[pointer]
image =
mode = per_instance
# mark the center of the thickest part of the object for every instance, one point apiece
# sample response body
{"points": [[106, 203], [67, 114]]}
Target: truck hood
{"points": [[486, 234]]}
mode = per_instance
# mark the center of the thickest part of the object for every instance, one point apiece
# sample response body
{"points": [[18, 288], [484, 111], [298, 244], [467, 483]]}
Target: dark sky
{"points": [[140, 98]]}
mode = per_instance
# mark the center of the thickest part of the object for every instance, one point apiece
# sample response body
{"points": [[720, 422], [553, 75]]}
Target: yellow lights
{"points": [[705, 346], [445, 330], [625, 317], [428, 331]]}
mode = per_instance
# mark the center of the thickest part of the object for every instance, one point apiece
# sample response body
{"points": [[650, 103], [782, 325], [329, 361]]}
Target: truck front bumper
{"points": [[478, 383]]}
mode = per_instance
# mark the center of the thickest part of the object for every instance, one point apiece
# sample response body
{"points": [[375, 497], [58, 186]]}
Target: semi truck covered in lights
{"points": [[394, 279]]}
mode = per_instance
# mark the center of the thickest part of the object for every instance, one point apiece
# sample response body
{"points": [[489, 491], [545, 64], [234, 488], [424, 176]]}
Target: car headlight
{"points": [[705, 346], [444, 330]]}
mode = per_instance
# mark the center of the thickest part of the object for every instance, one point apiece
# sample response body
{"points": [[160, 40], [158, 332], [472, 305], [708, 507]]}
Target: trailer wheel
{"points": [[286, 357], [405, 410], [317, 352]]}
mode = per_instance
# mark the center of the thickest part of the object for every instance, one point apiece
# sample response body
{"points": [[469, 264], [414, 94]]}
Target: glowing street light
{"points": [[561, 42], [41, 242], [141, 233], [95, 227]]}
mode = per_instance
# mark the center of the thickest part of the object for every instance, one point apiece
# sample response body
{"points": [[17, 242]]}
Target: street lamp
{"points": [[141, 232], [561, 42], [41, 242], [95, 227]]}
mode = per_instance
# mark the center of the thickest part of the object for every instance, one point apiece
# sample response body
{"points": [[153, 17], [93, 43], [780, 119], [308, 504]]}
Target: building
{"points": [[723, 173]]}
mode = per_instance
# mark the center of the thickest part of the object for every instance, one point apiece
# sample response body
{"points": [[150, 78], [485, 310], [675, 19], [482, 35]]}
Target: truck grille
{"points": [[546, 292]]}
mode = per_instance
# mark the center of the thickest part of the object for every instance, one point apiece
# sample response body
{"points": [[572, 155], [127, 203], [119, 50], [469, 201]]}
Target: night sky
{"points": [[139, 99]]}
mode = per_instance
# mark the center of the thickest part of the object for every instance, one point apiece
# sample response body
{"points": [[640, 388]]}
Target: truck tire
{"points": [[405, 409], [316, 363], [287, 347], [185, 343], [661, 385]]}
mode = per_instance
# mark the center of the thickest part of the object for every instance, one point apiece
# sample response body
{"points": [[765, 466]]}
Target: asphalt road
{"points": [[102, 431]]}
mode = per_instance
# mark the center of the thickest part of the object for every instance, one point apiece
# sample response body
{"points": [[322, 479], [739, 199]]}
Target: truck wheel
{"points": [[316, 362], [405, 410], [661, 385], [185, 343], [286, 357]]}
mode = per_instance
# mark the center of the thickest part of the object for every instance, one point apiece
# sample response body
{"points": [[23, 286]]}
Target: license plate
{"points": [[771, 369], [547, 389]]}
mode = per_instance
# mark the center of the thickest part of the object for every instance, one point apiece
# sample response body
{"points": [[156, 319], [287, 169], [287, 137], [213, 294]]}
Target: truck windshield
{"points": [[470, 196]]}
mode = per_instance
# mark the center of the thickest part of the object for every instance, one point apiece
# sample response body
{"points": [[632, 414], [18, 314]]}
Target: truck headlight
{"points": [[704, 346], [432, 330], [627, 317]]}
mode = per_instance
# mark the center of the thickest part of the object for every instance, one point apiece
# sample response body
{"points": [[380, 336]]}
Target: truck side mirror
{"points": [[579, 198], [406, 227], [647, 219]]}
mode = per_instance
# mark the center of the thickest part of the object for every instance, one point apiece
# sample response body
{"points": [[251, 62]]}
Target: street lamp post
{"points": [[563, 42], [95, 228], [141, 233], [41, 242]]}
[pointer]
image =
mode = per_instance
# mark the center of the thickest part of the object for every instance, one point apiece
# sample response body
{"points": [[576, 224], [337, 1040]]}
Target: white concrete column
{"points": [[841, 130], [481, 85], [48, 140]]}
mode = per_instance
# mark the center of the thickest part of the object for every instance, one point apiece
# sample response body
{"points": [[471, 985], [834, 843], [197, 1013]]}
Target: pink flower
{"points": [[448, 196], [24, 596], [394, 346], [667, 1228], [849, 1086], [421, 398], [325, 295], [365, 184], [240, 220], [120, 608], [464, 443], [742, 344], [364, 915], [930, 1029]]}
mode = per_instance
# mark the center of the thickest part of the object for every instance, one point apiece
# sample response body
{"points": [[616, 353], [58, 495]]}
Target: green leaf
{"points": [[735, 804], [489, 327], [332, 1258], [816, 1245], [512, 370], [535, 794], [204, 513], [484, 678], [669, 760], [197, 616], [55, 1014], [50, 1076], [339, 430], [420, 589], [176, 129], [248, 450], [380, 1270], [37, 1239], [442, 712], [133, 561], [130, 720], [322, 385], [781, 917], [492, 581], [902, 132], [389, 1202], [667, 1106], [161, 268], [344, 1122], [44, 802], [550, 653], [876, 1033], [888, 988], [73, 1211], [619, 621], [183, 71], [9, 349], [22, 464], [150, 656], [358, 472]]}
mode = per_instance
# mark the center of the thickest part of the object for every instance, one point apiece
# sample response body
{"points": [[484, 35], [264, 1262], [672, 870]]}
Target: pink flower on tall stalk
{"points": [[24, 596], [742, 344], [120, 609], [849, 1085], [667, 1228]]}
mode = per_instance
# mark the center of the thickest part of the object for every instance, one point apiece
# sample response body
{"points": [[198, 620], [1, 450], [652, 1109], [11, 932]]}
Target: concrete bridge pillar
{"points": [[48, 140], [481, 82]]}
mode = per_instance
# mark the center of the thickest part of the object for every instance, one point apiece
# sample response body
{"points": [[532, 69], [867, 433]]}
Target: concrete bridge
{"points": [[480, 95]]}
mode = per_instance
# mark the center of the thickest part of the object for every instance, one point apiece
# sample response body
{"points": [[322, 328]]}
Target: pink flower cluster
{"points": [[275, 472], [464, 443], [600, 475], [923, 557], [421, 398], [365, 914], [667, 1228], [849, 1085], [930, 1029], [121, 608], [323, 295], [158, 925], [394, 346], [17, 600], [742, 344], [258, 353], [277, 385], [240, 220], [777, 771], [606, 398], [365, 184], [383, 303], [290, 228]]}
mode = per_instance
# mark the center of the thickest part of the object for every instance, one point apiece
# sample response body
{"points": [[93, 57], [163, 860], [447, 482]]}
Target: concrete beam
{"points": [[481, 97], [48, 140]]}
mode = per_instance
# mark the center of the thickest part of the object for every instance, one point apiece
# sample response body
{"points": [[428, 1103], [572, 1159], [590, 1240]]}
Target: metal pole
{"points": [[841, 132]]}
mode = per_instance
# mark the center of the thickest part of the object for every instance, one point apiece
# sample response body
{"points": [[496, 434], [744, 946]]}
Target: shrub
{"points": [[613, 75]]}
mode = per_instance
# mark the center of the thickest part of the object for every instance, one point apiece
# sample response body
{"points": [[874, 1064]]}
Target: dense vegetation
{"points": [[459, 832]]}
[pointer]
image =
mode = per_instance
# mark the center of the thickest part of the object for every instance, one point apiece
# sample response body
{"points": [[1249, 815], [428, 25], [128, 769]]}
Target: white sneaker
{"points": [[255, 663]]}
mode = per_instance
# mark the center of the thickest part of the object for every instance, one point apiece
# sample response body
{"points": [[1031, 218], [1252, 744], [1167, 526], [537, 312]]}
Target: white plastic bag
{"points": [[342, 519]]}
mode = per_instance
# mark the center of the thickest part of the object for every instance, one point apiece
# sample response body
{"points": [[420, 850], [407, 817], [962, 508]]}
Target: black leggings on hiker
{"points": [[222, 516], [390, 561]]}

________________

Pick out every line in the entries above that contains the string "wheel", and list each one as it appears.

Target: trailer wheel
Target: truck wheel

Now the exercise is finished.